Problem details -> List each line of the listing below that contains the word "toyota".
▬▬▬▬▬▬
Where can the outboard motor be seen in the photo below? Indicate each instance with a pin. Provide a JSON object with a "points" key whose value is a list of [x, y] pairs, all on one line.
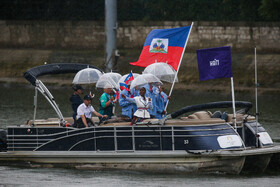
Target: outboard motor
{"points": [[3, 140]]}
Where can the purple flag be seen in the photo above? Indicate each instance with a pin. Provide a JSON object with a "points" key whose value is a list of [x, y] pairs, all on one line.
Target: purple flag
{"points": [[214, 63]]}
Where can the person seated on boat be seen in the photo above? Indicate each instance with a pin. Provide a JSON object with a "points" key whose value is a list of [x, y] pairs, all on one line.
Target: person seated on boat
{"points": [[84, 113], [143, 103], [106, 102], [219, 114], [76, 100], [151, 92], [161, 100], [127, 107]]}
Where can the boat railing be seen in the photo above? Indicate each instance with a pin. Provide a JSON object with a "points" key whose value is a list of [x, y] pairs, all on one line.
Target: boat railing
{"points": [[155, 134]]}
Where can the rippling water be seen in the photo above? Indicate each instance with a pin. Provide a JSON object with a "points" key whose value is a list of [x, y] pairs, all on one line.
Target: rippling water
{"points": [[16, 106]]}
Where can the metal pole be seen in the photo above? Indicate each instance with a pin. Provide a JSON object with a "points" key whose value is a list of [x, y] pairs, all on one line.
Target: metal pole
{"points": [[178, 68], [35, 104], [256, 95], [111, 32], [233, 102]]}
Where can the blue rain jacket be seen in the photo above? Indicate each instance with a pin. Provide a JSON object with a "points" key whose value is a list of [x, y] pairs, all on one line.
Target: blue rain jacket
{"points": [[127, 107], [152, 94], [161, 100]]}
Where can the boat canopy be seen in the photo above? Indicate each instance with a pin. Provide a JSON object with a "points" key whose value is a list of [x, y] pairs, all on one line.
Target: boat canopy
{"points": [[220, 104], [61, 68]]}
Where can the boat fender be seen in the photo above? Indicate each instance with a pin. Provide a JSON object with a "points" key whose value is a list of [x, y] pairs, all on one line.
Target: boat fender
{"points": [[3, 140]]}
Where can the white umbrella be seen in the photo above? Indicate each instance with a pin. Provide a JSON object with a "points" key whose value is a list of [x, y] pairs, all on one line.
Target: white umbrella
{"points": [[144, 79], [87, 76], [124, 77], [109, 80], [162, 70]]}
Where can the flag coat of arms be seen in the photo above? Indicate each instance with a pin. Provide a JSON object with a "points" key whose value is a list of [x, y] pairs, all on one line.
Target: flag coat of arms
{"points": [[214, 63], [164, 45]]}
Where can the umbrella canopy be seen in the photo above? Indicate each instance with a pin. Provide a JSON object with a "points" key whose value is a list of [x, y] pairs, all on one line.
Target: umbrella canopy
{"points": [[109, 80], [124, 77], [87, 76], [143, 79], [162, 70]]}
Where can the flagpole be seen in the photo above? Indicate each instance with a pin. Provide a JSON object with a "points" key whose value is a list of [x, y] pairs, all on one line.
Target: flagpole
{"points": [[233, 102], [256, 92], [178, 67]]}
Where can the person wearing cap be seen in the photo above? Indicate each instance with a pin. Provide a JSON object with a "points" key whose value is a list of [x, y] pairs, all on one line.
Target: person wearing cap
{"points": [[128, 108], [106, 102], [143, 103], [160, 102], [151, 92], [84, 113], [76, 100]]}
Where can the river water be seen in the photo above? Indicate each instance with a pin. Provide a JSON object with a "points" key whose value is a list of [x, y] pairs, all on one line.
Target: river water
{"points": [[16, 106]]}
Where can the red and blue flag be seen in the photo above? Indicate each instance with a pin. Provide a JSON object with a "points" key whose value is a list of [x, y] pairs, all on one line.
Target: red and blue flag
{"points": [[129, 78], [164, 45], [214, 63], [117, 95]]}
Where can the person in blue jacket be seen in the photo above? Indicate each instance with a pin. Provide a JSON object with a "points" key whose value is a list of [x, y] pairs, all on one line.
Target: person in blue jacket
{"points": [[151, 92], [161, 100], [76, 100], [127, 107]]}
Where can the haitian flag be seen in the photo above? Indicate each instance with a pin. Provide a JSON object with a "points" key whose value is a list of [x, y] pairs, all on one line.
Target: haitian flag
{"points": [[124, 86], [129, 78], [164, 45], [214, 63], [117, 95]]}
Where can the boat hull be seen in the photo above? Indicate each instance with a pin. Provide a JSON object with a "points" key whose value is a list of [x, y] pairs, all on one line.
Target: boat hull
{"points": [[157, 162]]}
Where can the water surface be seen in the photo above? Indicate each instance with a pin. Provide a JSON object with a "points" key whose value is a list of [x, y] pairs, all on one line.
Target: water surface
{"points": [[16, 106]]}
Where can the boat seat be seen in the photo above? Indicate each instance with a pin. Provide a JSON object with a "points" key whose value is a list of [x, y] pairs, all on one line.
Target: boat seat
{"points": [[240, 118], [201, 115], [188, 121]]}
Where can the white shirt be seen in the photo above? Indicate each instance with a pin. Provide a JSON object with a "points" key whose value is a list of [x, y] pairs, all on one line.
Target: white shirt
{"points": [[84, 110], [142, 106]]}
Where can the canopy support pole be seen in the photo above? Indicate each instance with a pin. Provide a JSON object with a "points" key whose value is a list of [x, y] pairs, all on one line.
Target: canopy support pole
{"points": [[233, 103], [256, 95], [35, 105], [178, 68]]}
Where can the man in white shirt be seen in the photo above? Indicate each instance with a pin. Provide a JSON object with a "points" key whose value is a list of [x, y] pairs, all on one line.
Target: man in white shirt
{"points": [[84, 113]]}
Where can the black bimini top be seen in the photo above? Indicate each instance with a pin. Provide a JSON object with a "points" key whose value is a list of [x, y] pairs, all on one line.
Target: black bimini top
{"points": [[61, 68], [220, 104]]}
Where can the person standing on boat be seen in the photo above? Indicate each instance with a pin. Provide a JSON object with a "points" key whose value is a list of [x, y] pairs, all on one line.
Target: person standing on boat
{"points": [[127, 107], [76, 100], [161, 100], [151, 92], [143, 103], [106, 103], [84, 113]]}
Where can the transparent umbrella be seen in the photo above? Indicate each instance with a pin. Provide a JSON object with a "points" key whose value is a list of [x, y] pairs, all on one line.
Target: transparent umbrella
{"points": [[162, 70], [124, 77], [109, 80], [143, 79], [87, 76]]}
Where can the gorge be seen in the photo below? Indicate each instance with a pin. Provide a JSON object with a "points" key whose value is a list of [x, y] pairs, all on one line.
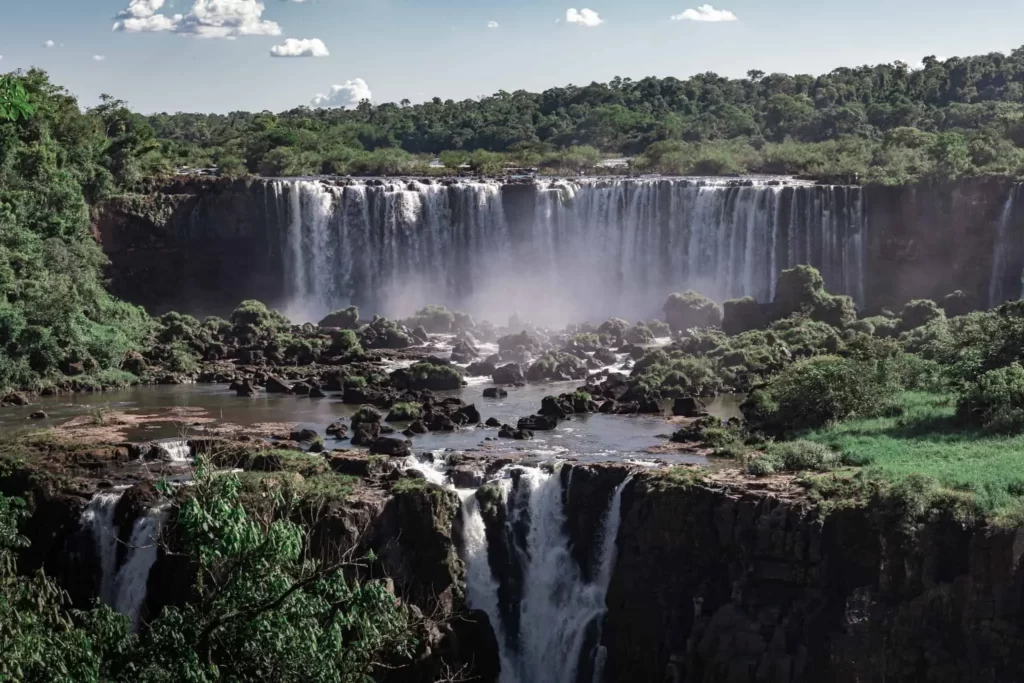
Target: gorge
{"points": [[554, 250]]}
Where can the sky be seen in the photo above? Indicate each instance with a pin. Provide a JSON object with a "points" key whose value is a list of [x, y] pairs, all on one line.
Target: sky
{"points": [[223, 55]]}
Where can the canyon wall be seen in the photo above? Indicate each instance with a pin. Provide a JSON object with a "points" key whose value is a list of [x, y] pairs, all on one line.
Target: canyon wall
{"points": [[554, 251]]}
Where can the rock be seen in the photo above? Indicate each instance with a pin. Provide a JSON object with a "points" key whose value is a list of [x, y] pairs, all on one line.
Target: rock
{"points": [[510, 374], [538, 423], [276, 385], [337, 429], [470, 413], [366, 433], [304, 435], [396, 447], [520, 434], [688, 407], [481, 369], [14, 398]]}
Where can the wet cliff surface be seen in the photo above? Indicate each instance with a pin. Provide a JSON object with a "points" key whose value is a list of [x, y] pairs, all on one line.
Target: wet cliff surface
{"points": [[204, 245]]}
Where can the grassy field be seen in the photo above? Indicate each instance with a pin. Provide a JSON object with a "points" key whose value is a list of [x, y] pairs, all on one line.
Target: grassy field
{"points": [[926, 440]]}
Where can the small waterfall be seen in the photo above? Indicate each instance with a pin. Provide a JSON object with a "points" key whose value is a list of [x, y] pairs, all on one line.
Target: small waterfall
{"points": [[175, 451], [560, 249], [123, 571], [544, 636], [1006, 246]]}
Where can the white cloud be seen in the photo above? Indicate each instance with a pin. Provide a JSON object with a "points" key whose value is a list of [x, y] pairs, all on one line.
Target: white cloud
{"points": [[207, 18], [706, 13], [349, 94], [294, 47], [584, 16]]}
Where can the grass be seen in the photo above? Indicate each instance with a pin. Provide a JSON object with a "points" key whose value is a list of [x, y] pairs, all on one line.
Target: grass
{"points": [[927, 441]]}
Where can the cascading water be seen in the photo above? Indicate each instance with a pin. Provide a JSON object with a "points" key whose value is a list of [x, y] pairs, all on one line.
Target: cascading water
{"points": [[123, 575], [557, 250], [1007, 245], [550, 632]]}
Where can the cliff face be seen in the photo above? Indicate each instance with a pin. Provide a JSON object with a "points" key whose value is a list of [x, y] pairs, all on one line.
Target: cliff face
{"points": [[718, 585]]}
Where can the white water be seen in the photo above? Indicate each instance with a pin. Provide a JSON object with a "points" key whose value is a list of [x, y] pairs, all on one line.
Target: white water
{"points": [[558, 250], [123, 587], [559, 610], [1003, 252], [176, 451]]}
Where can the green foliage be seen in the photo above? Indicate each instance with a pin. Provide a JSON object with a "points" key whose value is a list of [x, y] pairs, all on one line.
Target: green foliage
{"points": [[995, 399], [346, 318], [820, 390], [683, 311], [404, 413], [435, 319]]}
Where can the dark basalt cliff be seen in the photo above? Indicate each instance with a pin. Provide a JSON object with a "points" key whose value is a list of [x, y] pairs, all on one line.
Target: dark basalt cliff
{"points": [[203, 245]]}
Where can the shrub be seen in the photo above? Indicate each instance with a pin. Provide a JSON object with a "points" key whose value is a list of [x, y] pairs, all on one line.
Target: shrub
{"points": [[918, 313], [404, 413], [994, 399], [687, 310], [427, 376], [819, 390], [346, 318]]}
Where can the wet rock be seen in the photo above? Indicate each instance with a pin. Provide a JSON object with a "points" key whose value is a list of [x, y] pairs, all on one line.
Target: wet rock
{"points": [[338, 429], [520, 434], [471, 415], [387, 445], [510, 374], [276, 385], [538, 423], [14, 398], [481, 369], [688, 407], [305, 435]]}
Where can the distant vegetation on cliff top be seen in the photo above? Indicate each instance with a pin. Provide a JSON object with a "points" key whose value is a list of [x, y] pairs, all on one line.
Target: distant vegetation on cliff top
{"points": [[889, 123]]}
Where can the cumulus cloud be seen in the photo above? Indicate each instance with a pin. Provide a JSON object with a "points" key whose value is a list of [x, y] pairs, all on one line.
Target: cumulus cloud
{"points": [[584, 16], [294, 47], [349, 94], [206, 18], [705, 13]]}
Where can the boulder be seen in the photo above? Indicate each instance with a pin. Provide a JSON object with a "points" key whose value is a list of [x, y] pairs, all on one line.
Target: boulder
{"points": [[688, 407], [538, 423], [387, 445], [276, 385], [481, 369], [510, 374]]}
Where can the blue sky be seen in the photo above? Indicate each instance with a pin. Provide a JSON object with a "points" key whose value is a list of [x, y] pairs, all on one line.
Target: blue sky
{"points": [[424, 48]]}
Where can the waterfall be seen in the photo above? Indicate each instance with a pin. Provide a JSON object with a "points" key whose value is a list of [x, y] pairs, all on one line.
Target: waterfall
{"points": [[557, 250], [1003, 253], [544, 636], [123, 575]]}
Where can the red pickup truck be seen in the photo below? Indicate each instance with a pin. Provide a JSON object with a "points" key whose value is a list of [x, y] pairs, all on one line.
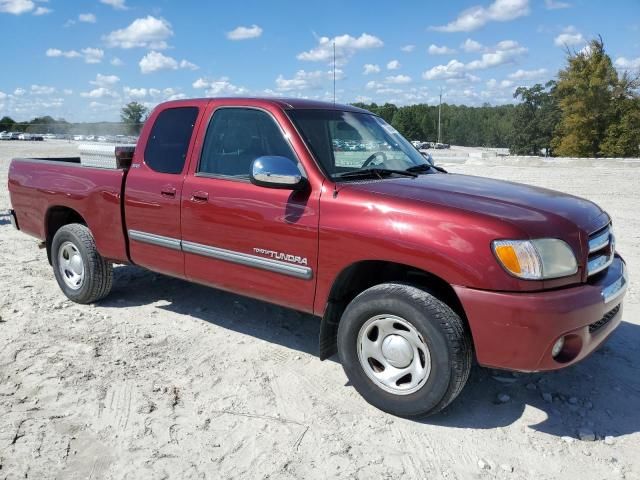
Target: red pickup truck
{"points": [[329, 210]]}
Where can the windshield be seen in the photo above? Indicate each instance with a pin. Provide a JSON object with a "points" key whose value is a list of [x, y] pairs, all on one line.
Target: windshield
{"points": [[347, 141]]}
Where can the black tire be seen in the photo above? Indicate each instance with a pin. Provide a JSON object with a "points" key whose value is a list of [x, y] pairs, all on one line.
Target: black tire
{"points": [[443, 331], [98, 272]]}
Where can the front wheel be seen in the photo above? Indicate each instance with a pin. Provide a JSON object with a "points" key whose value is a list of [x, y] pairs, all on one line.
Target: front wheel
{"points": [[82, 273], [405, 351]]}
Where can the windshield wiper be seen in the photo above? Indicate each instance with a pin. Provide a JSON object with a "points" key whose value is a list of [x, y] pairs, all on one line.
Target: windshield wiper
{"points": [[374, 172], [423, 167]]}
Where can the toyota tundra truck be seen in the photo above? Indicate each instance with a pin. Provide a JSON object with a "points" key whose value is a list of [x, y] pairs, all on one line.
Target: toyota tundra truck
{"points": [[327, 209]]}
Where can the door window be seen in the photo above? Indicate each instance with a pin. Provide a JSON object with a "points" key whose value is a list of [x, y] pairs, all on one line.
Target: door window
{"points": [[236, 137], [168, 142]]}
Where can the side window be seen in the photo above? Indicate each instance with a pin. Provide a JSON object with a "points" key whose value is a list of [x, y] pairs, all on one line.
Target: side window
{"points": [[168, 142], [236, 137]]}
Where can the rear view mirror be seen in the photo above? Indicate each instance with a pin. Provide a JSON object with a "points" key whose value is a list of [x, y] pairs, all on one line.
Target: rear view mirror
{"points": [[277, 172]]}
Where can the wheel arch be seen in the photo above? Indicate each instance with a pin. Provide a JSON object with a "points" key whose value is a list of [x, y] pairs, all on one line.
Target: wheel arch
{"points": [[58, 216], [362, 275]]}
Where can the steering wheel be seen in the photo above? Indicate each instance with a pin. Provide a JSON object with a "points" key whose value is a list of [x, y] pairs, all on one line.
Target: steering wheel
{"points": [[372, 157]]}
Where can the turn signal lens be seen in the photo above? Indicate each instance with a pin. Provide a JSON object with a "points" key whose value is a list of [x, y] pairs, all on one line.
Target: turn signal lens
{"points": [[536, 259]]}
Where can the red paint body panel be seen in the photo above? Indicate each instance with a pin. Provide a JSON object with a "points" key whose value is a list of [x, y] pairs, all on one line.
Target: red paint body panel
{"points": [[441, 224], [37, 186], [517, 330]]}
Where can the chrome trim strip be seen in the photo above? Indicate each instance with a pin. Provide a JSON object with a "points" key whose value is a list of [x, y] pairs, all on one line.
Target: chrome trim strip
{"points": [[598, 264], [617, 288], [248, 260], [152, 239], [599, 242]]}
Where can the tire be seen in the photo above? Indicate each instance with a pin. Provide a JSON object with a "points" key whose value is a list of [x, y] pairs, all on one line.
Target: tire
{"points": [[373, 322], [82, 273]]}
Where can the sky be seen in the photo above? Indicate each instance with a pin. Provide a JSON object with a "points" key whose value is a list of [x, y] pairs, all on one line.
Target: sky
{"points": [[83, 60]]}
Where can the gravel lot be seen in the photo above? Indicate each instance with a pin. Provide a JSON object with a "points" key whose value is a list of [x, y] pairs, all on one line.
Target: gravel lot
{"points": [[165, 379]]}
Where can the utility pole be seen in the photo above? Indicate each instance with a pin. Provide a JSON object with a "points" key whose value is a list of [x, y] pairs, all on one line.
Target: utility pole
{"points": [[439, 109], [334, 73]]}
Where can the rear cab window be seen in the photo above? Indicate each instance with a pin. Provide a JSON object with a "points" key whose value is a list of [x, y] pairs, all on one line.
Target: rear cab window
{"points": [[168, 141]]}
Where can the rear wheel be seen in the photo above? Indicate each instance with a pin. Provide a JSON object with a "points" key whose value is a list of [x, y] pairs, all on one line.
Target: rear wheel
{"points": [[405, 351], [82, 273]]}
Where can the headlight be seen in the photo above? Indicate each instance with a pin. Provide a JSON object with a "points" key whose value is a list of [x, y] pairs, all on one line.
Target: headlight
{"points": [[536, 259]]}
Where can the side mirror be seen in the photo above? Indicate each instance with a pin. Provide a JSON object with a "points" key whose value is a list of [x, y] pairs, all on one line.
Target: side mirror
{"points": [[276, 172]]}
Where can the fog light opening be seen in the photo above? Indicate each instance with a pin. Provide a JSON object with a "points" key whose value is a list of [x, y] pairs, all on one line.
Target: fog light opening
{"points": [[557, 347]]}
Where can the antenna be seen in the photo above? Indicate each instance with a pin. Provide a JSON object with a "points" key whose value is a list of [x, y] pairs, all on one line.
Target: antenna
{"points": [[439, 109], [334, 72]]}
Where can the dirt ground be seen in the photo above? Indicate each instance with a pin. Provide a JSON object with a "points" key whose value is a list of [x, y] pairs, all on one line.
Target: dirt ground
{"points": [[165, 379]]}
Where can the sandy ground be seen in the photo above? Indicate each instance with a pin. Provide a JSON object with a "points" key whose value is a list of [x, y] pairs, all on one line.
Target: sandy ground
{"points": [[165, 379]]}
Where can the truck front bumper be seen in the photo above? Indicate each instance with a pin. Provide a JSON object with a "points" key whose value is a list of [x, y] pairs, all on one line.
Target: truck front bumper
{"points": [[517, 331], [14, 219]]}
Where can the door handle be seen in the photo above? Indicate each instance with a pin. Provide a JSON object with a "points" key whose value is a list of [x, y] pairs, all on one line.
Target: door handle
{"points": [[200, 196], [168, 191]]}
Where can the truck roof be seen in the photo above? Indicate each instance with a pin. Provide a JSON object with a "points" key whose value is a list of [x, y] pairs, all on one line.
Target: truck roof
{"points": [[281, 102]]}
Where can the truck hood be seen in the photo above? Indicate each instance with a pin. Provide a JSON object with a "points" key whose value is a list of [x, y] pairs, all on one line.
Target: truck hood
{"points": [[537, 211]]}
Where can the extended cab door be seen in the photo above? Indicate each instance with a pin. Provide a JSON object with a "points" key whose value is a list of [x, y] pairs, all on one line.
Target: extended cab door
{"points": [[237, 236], [154, 187]]}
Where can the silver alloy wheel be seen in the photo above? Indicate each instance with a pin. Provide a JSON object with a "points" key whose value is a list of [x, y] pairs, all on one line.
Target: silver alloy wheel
{"points": [[393, 354], [70, 265]]}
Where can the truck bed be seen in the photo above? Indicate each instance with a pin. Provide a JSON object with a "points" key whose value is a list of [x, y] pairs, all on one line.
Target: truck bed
{"points": [[42, 189]]}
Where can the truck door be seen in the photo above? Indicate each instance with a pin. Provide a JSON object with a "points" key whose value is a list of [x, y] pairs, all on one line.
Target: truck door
{"points": [[154, 187], [241, 237]]}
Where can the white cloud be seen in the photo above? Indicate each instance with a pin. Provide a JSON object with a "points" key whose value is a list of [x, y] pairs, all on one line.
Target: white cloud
{"points": [[453, 69], [56, 52], [471, 46], [148, 32], [105, 80], [624, 63], [555, 4], [569, 37], [244, 33], [156, 61], [440, 50], [527, 74], [304, 80], [87, 18], [16, 7], [90, 55], [346, 47], [220, 86], [478, 16], [42, 90], [398, 79], [505, 52], [100, 92], [117, 4], [370, 68], [393, 65]]}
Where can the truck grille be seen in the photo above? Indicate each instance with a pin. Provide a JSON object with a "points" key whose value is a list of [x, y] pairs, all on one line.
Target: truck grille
{"points": [[601, 250], [604, 320]]}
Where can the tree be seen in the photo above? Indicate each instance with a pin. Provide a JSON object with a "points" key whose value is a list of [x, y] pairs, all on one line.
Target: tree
{"points": [[6, 124], [534, 120], [133, 115], [585, 96]]}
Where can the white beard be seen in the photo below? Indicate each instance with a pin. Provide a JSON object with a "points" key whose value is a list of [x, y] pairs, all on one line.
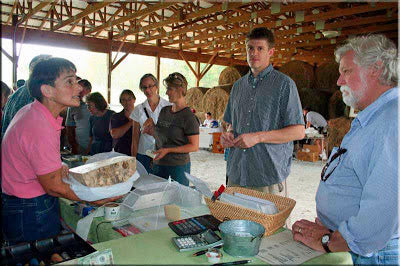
▬▬▬▬▬▬
Output of the task ->
Where can the toyota tundra truck be seen in the photo above? Indicate each instance with a pin. Provide a JSON object with a "points" key whose value is a list of [x, y] pairs, all on one line.
Target: toyota tundra truck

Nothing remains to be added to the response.